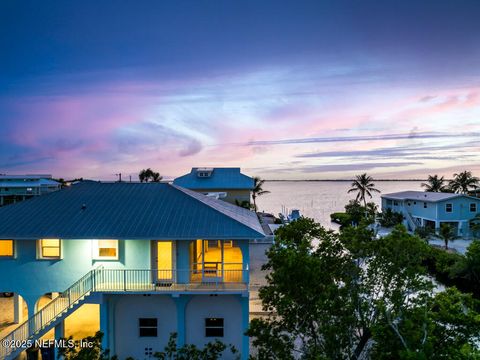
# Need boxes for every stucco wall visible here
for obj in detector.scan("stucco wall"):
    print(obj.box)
[0,240,151,311]
[114,295,177,359]
[185,295,244,359]
[438,197,480,221]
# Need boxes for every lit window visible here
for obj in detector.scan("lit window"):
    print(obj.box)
[0,240,13,257]
[138,318,158,337]
[205,318,223,337]
[93,240,118,260]
[39,239,61,259]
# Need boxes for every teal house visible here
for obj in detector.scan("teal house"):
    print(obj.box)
[0,181,264,360]
[382,191,480,237]
[173,167,254,204]
[0,174,62,206]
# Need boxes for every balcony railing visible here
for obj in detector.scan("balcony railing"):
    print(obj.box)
[0,264,248,359]
[93,267,248,292]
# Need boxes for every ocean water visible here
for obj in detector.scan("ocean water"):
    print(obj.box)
[257,181,422,229]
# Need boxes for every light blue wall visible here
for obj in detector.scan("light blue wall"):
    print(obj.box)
[382,196,480,221]
[438,197,480,221]
[0,239,249,313]
[0,239,150,308]
[405,200,437,220]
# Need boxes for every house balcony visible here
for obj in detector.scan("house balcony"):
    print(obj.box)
[92,264,248,293]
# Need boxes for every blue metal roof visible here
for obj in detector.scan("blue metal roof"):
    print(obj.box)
[0,181,265,240]
[173,168,253,190]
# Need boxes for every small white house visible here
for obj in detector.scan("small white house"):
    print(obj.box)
[382,191,480,237]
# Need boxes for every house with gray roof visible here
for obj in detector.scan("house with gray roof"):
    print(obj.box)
[0,181,264,359]
[173,167,254,204]
[382,191,480,237]
[0,174,62,206]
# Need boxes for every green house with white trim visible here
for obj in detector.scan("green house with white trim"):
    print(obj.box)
[382,191,480,237]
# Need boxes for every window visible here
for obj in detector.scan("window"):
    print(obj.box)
[38,239,61,259]
[0,240,13,257]
[205,318,223,337]
[138,318,158,337]
[93,240,118,260]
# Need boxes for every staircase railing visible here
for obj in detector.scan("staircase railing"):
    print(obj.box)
[405,211,420,231]
[0,263,248,359]
[0,267,103,359]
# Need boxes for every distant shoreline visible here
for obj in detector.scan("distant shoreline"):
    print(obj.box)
[265,179,427,182]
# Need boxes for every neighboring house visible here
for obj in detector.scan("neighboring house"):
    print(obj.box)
[382,191,480,237]
[0,181,264,360]
[173,168,254,204]
[0,175,62,206]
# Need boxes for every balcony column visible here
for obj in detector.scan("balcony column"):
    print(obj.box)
[238,241,250,284]
[100,296,110,350]
[54,320,65,359]
[13,293,24,324]
[240,294,250,360]
[173,294,190,347]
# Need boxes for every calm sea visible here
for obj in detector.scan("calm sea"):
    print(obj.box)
[257,181,421,229]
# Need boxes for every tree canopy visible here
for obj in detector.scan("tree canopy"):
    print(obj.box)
[248,218,480,360]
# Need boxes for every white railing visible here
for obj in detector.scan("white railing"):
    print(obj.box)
[404,211,419,231]
[0,264,248,359]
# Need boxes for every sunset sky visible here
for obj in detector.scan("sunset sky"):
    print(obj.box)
[0,0,480,180]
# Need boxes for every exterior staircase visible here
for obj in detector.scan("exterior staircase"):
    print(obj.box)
[0,267,102,360]
[0,263,248,360]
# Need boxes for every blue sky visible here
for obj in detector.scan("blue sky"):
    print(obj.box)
[0,0,480,179]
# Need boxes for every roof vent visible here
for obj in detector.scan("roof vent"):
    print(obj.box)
[197,168,213,178]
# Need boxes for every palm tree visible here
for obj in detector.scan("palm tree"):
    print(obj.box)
[449,171,479,194]
[151,172,163,182]
[438,223,457,250]
[348,173,380,207]
[252,176,270,211]
[422,175,447,192]
[138,168,163,182]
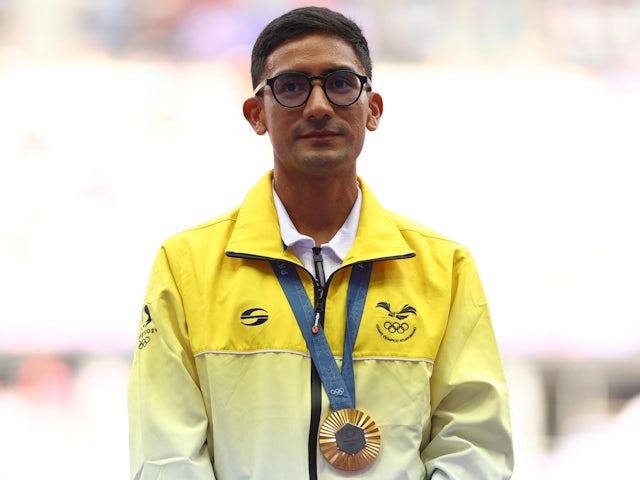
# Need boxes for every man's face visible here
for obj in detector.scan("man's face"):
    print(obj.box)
[244,34,382,176]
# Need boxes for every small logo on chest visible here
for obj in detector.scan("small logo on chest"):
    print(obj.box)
[240,308,269,327]
[376,302,417,342]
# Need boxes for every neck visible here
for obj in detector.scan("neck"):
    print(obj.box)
[274,173,358,246]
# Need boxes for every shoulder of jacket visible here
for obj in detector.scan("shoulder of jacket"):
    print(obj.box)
[386,210,464,248]
[163,208,239,248]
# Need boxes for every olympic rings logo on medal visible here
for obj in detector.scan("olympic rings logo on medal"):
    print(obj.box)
[376,302,417,342]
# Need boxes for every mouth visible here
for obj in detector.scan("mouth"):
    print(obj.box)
[300,130,339,140]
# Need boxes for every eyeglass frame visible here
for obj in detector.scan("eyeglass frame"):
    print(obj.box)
[253,69,371,108]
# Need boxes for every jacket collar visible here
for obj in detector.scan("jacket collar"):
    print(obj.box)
[226,171,415,264]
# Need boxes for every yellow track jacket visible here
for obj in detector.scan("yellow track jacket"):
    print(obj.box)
[129,173,513,480]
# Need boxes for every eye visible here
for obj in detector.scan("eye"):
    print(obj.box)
[327,72,360,92]
[273,75,309,96]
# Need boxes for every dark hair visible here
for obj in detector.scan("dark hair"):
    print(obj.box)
[251,7,372,88]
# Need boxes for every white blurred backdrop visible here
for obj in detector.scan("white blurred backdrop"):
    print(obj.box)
[0,0,640,480]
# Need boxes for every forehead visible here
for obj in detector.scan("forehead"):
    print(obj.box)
[264,33,364,78]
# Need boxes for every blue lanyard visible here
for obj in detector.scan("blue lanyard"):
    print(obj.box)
[272,262,373,412]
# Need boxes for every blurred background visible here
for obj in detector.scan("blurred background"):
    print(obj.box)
[0,0,640,480]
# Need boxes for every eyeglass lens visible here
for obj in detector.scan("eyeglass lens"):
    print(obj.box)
[273,71,363,107]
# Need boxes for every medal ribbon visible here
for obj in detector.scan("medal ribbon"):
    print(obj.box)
[272,262,373,412]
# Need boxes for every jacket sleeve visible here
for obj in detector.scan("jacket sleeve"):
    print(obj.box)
[128,248,215,480]
[422,252,513,480]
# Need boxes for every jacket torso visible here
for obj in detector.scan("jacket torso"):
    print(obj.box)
[127,171,508,480]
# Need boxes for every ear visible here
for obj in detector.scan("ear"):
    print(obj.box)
[242,97,267,135]
[367,92,384,132]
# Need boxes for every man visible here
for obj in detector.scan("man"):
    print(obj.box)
[129,7,513,480]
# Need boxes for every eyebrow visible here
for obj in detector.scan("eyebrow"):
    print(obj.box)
[270,65,365,78]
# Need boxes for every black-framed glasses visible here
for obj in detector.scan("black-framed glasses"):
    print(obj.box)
[253,70,371,108]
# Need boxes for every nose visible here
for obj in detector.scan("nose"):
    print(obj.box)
[304,81,333,118]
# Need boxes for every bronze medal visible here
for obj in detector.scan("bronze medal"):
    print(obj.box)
[319,408,381,471]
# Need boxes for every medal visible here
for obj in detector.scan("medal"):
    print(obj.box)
[319,408,381,471]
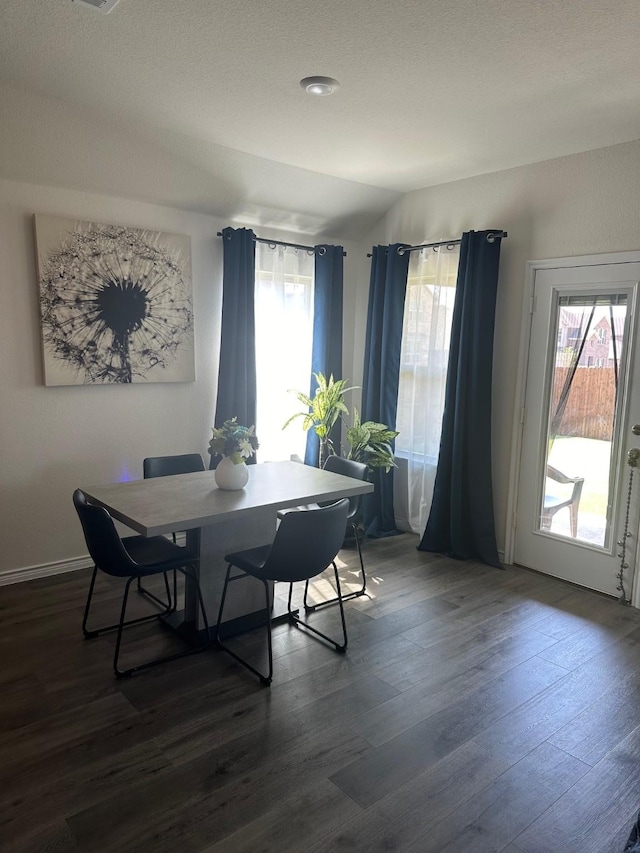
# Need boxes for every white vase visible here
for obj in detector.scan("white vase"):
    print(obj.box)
[215,456,249,492]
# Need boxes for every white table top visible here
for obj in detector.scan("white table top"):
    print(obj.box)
[80,462,373,536]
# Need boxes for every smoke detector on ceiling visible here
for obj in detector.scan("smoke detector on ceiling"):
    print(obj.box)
[71,0,119,15]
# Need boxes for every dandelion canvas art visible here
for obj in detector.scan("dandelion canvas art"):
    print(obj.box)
[35,214,195,385]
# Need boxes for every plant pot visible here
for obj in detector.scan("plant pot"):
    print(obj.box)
[215,456,249,492]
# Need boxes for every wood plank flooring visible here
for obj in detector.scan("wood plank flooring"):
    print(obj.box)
[0,534,640,853]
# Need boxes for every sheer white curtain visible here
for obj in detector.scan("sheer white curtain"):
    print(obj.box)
[396,245,460,533]
[255,243,314,462]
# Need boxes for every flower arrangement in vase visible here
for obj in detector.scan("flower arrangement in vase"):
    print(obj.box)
[209,417,260,491]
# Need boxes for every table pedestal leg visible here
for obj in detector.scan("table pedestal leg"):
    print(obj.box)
[166,509,277,639]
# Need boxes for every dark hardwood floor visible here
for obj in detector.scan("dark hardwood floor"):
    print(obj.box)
[0,535,640,853]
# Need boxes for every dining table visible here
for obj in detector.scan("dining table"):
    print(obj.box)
[81,462,373,642]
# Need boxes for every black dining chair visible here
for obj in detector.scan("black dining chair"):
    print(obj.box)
[216,498,349,685]
[278,456,367,612]
[73,489,210,678]
[138,453,204,610]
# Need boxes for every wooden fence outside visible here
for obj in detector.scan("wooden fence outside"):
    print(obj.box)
[552,367,616,441]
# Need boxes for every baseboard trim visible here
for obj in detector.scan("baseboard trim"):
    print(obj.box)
[0,533,186,586]
[0,556,93,586]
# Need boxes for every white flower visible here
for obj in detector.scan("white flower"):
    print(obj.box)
[238,438,253,459]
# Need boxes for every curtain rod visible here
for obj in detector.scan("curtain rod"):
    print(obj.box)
[218,231,347,258]
[367,231,509,258]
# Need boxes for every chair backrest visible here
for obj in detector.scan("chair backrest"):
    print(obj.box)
[142,453,204,480]
[73,489,137,577]
[322,456,367,520]
[264,498,349,582]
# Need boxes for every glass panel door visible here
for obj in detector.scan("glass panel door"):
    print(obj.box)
[539,293,628,549]
[513,263,640,595]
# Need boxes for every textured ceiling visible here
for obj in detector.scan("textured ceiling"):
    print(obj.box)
[0,0,640,200]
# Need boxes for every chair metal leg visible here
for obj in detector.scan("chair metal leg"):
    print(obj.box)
[287,561,347,653]
[216,563,273,687]
[137,569,178,613]
[82,566,99,640]
[303,522,367,613]
[113,565,211,678]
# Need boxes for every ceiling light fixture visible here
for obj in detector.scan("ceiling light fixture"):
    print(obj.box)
[72,0,119,15]
[300,77,340,95]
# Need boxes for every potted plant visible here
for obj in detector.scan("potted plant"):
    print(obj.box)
[282,373,398,471]
[209,418,259,490]
[347,407,398,472]
[282,373,354,467]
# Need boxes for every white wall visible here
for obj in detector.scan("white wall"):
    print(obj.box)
[358,142,640,549]
[0,180,357,579]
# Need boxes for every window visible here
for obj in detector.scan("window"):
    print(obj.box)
[396,246,460,533]
[255,243,315,462]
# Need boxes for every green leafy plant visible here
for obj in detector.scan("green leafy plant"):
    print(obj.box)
[282,373,398,471]
[209,418,260,465]
[282,373,353,466]
[347,407,398,472]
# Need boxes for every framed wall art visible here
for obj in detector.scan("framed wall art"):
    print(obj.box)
[35,214,195,385]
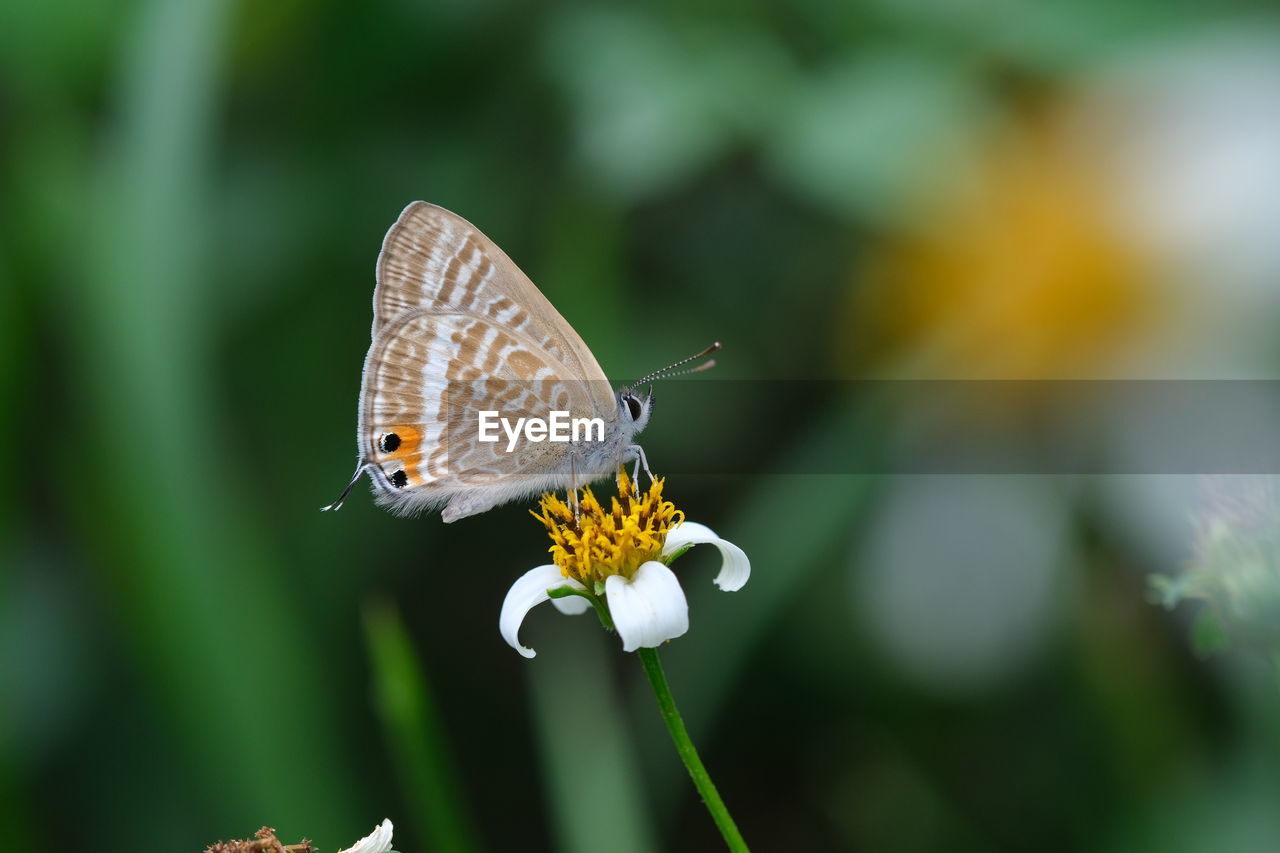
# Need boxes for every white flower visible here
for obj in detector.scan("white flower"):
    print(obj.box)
[338,818,392,853]
[498,476,751,657]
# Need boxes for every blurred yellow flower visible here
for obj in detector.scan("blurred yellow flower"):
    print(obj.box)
[842,108,1160,379]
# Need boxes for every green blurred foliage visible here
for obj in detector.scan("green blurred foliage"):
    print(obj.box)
[0,0,1280,850]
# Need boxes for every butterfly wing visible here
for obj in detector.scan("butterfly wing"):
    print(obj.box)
[358,309,617,520]
[374,201,614,415]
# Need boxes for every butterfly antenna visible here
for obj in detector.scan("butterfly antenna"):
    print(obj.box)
[636,341,721,386]
[320,460,365,512]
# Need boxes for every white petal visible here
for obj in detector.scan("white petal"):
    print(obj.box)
[338,818,392,853]
[604,560,689,652]
[498,566,590,657]
[662,521,751,592]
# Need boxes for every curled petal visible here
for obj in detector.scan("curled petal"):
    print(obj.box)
[662,521,751,592]
[498,565,590,657]
[338,818,392,853]
[548,591,591,616]
[604,560,689,652]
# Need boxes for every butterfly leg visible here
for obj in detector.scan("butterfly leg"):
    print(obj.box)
[627,444,653,489]
[320,460,367,512]
[568,456,582,524]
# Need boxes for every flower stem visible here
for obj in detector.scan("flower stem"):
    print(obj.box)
[636,648,750,853]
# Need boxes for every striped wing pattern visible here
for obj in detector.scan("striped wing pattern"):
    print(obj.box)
[357,201,618,511]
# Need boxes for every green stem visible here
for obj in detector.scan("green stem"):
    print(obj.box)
[636,648,750,853]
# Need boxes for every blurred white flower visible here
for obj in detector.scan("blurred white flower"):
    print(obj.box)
[338,818,392,853]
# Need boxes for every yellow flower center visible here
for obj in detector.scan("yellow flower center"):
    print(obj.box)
[530,470,685,589]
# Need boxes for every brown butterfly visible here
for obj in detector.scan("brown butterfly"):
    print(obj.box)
[324,201,719,521]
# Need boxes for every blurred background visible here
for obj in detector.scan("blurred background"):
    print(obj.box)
[0,0,1280,853]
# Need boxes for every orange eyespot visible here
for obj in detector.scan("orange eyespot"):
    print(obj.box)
[374,427,422,459]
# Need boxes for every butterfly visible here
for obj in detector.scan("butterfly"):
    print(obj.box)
[324,201,719,521]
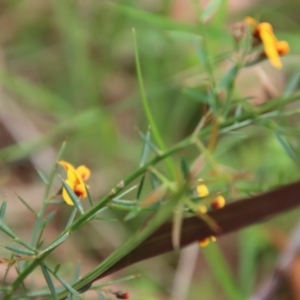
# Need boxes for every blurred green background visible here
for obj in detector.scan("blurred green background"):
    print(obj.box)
[0,0,300,300]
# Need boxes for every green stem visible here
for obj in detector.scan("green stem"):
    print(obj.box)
[3,95,299,300]
[132,28,176,179]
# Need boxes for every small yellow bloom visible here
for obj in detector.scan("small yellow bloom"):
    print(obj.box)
[198,205,207,214]
[210,195,225,210]
[198,237,210,248]
[245,17,290,69]
[58,160,91,205]
[196,179,225,248]
[196,180,209,197]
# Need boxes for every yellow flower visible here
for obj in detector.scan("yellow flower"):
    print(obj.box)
[196,179,225,248]
[210,195,225,210]
[58,160,91,205]
[244,17,290,69]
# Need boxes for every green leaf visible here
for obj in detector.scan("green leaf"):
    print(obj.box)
[140,128,151,167]
[0,223,18,239]
[66,207,78,229]
[136,174,145,200]
[41,264,58,300]
[36,170,48,185]
[43,232,70,253]
[217,65,239,90]
[5,246,36,256]
[180,158,190,180]
[47,268,82,299]
[183,88,211,105]
[0,201,6,224]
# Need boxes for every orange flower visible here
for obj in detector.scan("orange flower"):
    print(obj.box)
[245,17,290,69]
[58,160,91,205]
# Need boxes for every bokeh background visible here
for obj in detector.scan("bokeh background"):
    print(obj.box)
[0,0,300,300]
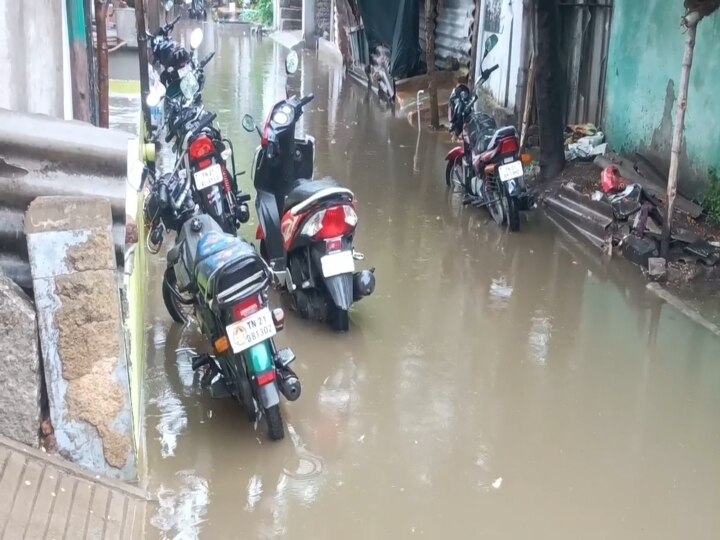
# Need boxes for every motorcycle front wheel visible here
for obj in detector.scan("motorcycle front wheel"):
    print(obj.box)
[445,158,465,191]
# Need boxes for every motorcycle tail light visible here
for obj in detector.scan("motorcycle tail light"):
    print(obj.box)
[302,205,357,240]
[257,369,275,386]
[500,137,520,154]
[188,135,215,161]
[232,296,262,321]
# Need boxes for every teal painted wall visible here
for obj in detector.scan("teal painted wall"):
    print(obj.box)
[605,0,720,196]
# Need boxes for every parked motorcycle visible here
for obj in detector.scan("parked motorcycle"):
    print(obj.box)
[242,51,375,331]
[148,29,250,234]
[445,35,535,231]
[185,0,207,21]
[139,167,301,440]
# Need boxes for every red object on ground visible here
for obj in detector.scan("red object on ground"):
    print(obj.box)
[600,167,626,193]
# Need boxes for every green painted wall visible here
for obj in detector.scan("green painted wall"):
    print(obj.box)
[605,0,720,196]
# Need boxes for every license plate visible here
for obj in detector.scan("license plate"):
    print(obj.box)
[193,163,222,189]
[225,308,277,354]
[320,250,355,277]
[498,161,523,182]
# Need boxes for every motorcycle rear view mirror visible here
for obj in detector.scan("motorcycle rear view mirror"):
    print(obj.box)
[483,34,498,59]
[128,159,145,191]
[242,114,257,133]
[190,28,204,49]
[145,86,165,107]
[285,51,300,75]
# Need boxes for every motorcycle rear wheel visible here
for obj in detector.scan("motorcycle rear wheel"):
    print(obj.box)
[482,178,506,225]
[445,158,465,191]
[265,405,285,441]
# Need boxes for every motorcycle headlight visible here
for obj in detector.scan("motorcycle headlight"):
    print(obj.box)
[273,110,290,126]
[180,72,200,100]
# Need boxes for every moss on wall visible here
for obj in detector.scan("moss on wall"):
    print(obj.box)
[605,0,720,196]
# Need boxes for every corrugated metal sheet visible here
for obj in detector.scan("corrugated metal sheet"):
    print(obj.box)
[420,0,475,69]
[559,0,613,125]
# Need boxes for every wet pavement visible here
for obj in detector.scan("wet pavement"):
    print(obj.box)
[145,26,720,540]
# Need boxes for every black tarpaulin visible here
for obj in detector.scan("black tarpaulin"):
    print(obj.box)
[358,0,420,79]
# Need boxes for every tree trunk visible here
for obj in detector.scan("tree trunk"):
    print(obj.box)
[468,0,483,90]
[135,0,155,131]
[535,0,565,180]
[67,0,92,122]
[428,0,440,129]
[660,11,702,258]
[95,0,110,127]
[83,0,99,126]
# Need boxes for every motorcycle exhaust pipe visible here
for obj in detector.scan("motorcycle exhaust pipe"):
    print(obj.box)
[353,269,375,302]
[277,369,302,401]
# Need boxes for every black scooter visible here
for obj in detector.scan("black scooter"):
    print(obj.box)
[243,51,375,331]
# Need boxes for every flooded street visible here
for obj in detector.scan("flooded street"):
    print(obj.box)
[145,25,720,540]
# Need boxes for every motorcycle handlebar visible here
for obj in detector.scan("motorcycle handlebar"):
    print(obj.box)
[200,51,215,69]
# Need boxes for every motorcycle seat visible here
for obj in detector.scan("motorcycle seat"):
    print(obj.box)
[283,178,342,214]
[194,231,259,299]
[487,126,518,150]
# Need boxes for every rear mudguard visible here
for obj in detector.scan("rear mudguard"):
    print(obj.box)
[445,146,465,161]
[255,190,286,272]
[322,274,353,311]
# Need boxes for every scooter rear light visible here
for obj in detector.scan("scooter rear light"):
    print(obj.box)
[500,137,520,154]
[188,135,215,161]
[301,205,357,240]
[232,296,261,321]
[257,369,275,386]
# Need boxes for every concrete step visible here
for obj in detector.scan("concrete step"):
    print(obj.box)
[280,19,302,30]
[280,7,302,21]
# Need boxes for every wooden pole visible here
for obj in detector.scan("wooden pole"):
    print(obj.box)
[520,51,535,151]
[135,0,154,132]
[83,0,100,126]
[660,11,702,258]
[468,0,483,90]
[66,0,92,122]
[95,0,110,128]
[428,0,440,129]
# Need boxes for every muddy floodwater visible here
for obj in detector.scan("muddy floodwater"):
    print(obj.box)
[145,25,720,540]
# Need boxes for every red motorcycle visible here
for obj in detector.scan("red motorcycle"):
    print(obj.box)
[445,36,535,231]
[243,51,375,331]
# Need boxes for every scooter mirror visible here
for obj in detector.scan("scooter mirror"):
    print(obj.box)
[145,85,165,107]
[285,51,300,75]
[190,28,204,49]
[242,114,257,133]
[128,159,145,191]
[483,34,498,58]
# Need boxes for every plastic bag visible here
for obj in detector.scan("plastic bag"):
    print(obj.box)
[600,166,626,193]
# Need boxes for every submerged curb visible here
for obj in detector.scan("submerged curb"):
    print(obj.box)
[647,282,720,337]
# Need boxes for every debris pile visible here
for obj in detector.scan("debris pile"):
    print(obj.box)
[565,124,607,161]
[545,150,720,280]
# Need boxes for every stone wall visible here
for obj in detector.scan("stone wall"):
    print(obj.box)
[0,276,42,447]
[25,197,137,480]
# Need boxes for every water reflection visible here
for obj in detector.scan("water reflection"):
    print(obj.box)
[141,22,720,539]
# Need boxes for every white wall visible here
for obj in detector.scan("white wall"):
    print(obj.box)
[0,0,71,118]
[475,0,524,109]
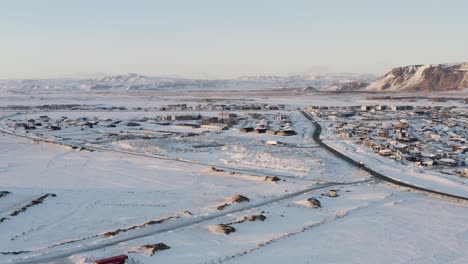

============

List every line of the data above that contains the word "debris".

# Need boxes for every debris pile visible here
for obj in detector.scan("debris pile"):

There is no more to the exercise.